>> begin Quoted text

Sir John (Jack) Harold Plumb  (20 August 1911 – 21 October 2001) was a British historian, known for his books on British 18th-century history.

Biography
Plumb was born in Leicester on 20 August 1911. He was educated at Alderman Newton's School, Leicester, then at University College, Leicester (BA Lond. 1933) and finally at Christ's College, Cambridge (PhD 1936). His doctoral thesis, on the social structure of the House of Commons at the time of William III, was supervised by G. M. Trevelyan, the only time that Trevelyan is believed to have taken on that role. In 1939, Plumb was elected to the Ehrman Fellowship, which was a research fellowship at King's College, Cambridge.

During the Second World War, Plumb worked in the codebreaking department of the Foreign Office at Bletchley Park, Hut 8 and Hut 4, later Block B. He headed a section working on a German Navy hand cipher, Reservehandverfahren.

In 1946, he became a Fellow and Tutor of Christ's College and a University Lecturer in History. In 1957, he was awarded the degree of Doctor of Letters for his work on 18th-century history, and in 1962, he was appointed Reader in Modern History at Cambridge University. He became Professor of Modern English History in the University in 1966. He served as Master of Christ's College from 1978 to 1982.

He had a visiting professorship at Columbia University in 1960. He was elected a Fellow of the British Academy in 1968 and knighted in 1982.

>> end Quoted text
>> begin Records provided

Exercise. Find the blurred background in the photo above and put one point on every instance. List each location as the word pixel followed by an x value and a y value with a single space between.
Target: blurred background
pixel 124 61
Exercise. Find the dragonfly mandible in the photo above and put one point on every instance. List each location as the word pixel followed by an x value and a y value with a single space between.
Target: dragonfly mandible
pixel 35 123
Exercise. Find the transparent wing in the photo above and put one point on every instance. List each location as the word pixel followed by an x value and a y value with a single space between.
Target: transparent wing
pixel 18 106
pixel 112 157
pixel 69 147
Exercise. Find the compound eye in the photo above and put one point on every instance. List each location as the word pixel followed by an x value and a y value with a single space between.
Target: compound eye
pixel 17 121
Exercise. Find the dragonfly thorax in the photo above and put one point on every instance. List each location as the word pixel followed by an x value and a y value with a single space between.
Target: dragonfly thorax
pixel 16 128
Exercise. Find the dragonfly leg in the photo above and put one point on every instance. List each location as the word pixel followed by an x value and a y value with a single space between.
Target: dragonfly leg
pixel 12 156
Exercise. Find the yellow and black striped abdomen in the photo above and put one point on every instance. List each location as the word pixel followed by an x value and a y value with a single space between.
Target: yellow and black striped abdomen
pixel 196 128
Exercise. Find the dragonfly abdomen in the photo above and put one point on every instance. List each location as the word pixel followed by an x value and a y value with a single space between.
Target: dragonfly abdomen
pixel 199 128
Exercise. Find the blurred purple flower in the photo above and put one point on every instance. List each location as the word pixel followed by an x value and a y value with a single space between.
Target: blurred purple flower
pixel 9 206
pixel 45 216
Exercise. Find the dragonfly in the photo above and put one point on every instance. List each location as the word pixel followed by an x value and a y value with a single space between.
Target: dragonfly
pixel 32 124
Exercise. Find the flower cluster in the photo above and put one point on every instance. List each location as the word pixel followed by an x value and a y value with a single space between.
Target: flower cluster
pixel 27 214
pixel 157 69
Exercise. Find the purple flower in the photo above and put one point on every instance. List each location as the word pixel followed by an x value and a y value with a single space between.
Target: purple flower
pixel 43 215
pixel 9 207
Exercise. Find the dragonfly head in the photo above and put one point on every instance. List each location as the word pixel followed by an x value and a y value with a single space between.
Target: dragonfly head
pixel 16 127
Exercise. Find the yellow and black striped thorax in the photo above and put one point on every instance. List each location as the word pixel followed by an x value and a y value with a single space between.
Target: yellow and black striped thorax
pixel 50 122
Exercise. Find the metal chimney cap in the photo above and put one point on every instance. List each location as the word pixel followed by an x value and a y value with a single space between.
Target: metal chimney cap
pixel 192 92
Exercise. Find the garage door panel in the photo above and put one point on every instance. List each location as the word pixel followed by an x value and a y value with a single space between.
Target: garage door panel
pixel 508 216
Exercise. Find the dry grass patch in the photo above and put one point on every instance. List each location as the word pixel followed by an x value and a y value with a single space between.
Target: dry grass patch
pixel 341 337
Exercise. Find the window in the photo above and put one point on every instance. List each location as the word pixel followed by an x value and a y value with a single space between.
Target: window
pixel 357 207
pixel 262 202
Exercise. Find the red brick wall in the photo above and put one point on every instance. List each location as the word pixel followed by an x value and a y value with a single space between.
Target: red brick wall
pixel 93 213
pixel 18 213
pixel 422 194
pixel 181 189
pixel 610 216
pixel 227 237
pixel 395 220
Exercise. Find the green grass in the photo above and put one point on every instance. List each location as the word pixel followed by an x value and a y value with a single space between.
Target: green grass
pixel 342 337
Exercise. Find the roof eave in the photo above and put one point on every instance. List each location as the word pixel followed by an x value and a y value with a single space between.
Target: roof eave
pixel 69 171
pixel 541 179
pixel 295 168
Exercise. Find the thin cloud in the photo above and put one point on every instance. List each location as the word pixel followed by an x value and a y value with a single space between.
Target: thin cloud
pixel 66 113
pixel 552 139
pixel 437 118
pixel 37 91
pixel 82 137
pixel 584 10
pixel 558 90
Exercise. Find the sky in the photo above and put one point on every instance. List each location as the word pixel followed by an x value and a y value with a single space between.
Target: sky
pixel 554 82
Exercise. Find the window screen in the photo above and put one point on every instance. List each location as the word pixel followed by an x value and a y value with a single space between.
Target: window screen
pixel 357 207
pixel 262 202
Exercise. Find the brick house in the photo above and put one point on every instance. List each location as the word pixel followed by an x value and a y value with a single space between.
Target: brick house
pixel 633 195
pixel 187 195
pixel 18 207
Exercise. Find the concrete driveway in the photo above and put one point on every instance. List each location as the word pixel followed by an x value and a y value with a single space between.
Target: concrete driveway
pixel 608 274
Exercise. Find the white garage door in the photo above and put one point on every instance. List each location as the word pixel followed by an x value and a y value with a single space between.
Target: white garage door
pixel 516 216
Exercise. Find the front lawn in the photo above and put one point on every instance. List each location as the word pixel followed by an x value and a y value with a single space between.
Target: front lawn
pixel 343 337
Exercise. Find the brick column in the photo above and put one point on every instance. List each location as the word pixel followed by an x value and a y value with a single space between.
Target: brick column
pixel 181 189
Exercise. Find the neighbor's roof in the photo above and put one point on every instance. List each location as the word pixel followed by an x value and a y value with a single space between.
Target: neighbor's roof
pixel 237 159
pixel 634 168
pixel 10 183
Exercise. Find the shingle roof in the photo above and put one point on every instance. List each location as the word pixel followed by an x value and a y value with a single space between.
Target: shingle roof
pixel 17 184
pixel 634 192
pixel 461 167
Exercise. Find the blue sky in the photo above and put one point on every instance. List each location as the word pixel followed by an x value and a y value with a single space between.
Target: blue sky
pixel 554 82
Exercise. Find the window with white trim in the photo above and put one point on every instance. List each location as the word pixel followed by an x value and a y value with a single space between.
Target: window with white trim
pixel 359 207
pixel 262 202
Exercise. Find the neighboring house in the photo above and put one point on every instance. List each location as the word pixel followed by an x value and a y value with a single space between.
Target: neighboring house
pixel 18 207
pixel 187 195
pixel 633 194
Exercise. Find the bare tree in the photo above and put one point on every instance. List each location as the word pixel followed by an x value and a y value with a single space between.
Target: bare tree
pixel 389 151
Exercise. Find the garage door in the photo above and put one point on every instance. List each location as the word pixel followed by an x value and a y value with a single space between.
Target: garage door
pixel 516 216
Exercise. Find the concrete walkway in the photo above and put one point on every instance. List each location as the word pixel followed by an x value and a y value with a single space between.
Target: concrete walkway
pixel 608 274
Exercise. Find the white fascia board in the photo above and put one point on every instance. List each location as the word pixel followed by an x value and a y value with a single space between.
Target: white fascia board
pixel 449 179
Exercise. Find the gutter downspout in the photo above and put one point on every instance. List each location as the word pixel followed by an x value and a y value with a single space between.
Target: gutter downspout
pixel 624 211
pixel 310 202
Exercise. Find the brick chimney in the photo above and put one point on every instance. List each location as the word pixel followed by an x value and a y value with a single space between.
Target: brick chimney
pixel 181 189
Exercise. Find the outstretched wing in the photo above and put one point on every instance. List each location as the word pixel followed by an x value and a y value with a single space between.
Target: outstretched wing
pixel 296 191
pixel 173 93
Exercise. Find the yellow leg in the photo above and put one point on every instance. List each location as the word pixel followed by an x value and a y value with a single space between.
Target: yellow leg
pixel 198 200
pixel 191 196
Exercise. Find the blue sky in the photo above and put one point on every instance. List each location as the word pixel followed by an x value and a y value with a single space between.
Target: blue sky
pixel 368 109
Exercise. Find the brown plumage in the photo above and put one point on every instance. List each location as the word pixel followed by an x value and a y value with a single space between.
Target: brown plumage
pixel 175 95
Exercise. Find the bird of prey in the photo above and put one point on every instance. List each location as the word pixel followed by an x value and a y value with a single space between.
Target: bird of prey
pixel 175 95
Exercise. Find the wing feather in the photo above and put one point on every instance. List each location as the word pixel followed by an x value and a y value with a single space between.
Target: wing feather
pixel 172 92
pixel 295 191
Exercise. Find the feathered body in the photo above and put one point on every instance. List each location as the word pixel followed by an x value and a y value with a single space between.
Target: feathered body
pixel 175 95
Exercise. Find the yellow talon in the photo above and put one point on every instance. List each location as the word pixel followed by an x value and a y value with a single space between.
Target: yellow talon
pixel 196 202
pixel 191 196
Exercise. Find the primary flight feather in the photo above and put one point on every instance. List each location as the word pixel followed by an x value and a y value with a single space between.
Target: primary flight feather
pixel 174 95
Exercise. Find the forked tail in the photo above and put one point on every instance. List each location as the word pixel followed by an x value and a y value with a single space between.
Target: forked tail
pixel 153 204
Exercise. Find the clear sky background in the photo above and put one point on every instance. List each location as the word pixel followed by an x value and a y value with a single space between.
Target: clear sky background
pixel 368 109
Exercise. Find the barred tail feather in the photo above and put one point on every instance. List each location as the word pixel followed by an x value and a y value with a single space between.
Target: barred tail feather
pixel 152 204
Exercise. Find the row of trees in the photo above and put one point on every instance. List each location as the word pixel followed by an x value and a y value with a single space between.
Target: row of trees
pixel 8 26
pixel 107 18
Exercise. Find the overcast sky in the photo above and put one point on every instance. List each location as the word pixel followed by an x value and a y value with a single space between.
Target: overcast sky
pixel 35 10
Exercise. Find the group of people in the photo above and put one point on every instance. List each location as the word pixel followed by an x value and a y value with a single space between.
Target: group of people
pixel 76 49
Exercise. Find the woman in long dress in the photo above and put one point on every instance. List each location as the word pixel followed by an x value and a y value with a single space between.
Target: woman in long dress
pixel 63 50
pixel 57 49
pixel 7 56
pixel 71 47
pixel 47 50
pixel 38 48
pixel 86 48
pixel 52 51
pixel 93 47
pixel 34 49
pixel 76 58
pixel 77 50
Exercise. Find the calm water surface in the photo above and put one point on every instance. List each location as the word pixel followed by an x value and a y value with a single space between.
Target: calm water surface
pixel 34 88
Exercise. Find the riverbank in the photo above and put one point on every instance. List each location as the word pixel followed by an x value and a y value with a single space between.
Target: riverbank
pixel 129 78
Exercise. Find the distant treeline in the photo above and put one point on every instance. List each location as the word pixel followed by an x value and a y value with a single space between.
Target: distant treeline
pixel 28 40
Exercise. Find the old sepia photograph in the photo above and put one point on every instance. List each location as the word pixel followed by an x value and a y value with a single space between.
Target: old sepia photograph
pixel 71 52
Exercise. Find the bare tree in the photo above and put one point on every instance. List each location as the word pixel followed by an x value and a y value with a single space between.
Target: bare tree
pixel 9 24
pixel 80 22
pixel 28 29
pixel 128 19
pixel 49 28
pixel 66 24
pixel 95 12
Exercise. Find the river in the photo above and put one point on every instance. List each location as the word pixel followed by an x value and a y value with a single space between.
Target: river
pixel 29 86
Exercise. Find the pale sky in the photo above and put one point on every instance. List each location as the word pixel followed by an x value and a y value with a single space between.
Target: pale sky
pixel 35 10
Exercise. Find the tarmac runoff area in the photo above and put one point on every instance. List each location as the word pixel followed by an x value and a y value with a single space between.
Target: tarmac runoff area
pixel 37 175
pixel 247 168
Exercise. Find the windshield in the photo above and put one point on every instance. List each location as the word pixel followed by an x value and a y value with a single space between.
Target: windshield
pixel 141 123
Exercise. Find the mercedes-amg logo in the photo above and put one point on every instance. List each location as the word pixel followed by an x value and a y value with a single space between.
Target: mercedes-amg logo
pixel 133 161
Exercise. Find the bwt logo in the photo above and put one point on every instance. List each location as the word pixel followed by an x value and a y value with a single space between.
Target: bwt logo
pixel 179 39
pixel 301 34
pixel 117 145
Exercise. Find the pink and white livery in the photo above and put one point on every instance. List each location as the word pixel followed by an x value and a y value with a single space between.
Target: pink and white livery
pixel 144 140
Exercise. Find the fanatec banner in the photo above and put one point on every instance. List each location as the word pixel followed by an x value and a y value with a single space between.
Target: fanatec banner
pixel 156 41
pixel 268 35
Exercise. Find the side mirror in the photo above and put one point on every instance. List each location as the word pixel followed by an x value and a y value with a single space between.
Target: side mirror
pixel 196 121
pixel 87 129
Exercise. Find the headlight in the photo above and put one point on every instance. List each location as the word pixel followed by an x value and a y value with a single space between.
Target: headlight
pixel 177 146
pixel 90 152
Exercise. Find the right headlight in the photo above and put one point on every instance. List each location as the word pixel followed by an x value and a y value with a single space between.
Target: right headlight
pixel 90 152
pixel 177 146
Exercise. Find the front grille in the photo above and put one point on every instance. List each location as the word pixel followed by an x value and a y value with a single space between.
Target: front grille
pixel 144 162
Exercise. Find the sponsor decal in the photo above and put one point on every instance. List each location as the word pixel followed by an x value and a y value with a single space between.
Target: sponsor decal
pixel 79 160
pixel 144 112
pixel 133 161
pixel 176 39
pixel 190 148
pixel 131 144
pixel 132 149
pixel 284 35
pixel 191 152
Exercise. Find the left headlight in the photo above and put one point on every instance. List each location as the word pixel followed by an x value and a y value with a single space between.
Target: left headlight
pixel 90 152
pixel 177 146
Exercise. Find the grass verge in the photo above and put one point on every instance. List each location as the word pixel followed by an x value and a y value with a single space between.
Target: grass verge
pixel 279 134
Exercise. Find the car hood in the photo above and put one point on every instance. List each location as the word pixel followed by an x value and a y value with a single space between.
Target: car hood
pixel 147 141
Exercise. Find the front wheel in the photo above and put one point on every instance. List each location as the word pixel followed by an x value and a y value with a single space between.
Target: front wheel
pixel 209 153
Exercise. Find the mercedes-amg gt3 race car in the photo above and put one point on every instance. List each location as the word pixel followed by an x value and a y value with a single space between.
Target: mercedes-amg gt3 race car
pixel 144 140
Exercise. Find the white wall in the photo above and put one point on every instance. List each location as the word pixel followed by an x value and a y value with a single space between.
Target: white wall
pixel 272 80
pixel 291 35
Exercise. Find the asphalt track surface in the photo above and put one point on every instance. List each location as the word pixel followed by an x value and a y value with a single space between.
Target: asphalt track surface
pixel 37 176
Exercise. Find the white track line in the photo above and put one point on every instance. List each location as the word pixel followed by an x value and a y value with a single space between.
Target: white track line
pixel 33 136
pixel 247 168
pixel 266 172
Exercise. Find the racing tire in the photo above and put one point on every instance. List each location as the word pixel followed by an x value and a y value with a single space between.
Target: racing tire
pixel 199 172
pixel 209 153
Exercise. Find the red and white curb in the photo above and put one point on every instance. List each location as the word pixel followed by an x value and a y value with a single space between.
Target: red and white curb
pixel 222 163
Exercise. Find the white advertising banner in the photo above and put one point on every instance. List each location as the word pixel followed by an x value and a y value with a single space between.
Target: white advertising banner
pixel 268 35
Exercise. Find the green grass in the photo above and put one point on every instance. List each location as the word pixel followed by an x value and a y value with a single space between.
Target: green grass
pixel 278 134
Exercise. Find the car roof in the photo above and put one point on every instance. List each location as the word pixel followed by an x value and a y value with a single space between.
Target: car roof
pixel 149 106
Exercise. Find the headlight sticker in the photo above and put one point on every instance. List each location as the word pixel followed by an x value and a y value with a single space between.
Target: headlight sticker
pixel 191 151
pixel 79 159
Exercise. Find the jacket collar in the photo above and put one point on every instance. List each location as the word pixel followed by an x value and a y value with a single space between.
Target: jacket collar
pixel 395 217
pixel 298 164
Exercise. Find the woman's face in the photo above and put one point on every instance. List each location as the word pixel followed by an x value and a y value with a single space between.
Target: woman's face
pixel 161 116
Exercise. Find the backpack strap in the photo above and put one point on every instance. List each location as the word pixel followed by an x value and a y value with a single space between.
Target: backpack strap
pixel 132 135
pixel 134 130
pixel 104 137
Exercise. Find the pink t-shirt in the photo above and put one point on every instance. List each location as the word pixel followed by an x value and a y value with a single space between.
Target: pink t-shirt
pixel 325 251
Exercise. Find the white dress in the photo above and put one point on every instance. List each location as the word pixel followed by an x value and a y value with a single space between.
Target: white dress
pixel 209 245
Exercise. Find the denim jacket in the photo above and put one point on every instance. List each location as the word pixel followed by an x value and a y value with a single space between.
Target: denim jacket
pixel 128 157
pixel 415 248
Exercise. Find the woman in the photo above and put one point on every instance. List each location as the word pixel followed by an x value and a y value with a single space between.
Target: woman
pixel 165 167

>> end Records provided

#### Task requirements:
[1] Using the biography of J. H. Plumb, decide whether each statement agrees with it, answering yes or no and quoting the words that settle it: (a) Plumb's doctoral thesis was supervised by G. M. Trevelyan. (b) Plumb was knighted in 1968. (c) Plumb was Master of Christ's College from 1978 to 1982.
[2] Carry on the biography of J. H. Plumb from its final sentence.

#### Outputs by task:
[1]
(a) Yes: "was supervised by G. M. Trevelyan"
(b) No: "knighted in 1982"
(c) Yes: "He served as Master of Christ's College from 1978 to 1982."

[2]
Plumb was the European Advisory Editor for Horizon, and the advisory editor for history for Penguin Books. In the 1960s he branched out as an editor, notably working on The History of Human Society series. Contributors to his books included other well-known historians like Morris Bishop, Jacob Bronowski, and Maria Bellonci. Later Plumb worked with Hugh Casson on the BBC television series Royal Heritage about the British Royal family and the Royal Collections first broadcast in 1977.

An obituary in the New York Times observed that from the 23 books that he wrote between 1950 and 1973, Plumb became wealthy enough to "indulge his taste for fine food and wine;" to build a collection of rare porcelain; to drive a Rolls-Royce; and to live in a "16th-century rectory in Suffolk, a mill in the south of France and a Manhattan pied-à-terre in the Carlyle Hotel."

Influence
Plumb is seen as mentor to a school of historians, having in common a wish to write accessible, broad-based work for the public: a generation of scholars that includes Roy Porter, Simon Schama, Linda Colley, David Cannadine and others who came to prominence in the 1990s. He was champion of a 'social history' in a wide sense; he backed this up with a connoisseur's knowledge of some fields of the fine arts, such as Flemish painting and porcelain. This approach rubbed off on those he influenced, while he clashed unrepentantly with other historians (notably Cambridge colleague Geoffrey Elton) with a perspective from constitutional history whose emphasis was on more traditional scholarship.

Friends from his early life, C. P. Snow and William Cooper, portrayed him in novels; he also is known to be the model for a character in an Angus Wilson short story The Wrong Set.

Works

England in the Eighteenth Century (1950), Pelican Books, London, 
Chatham (1953)
Studies in Social History (1955)
The First Four Georges (1956)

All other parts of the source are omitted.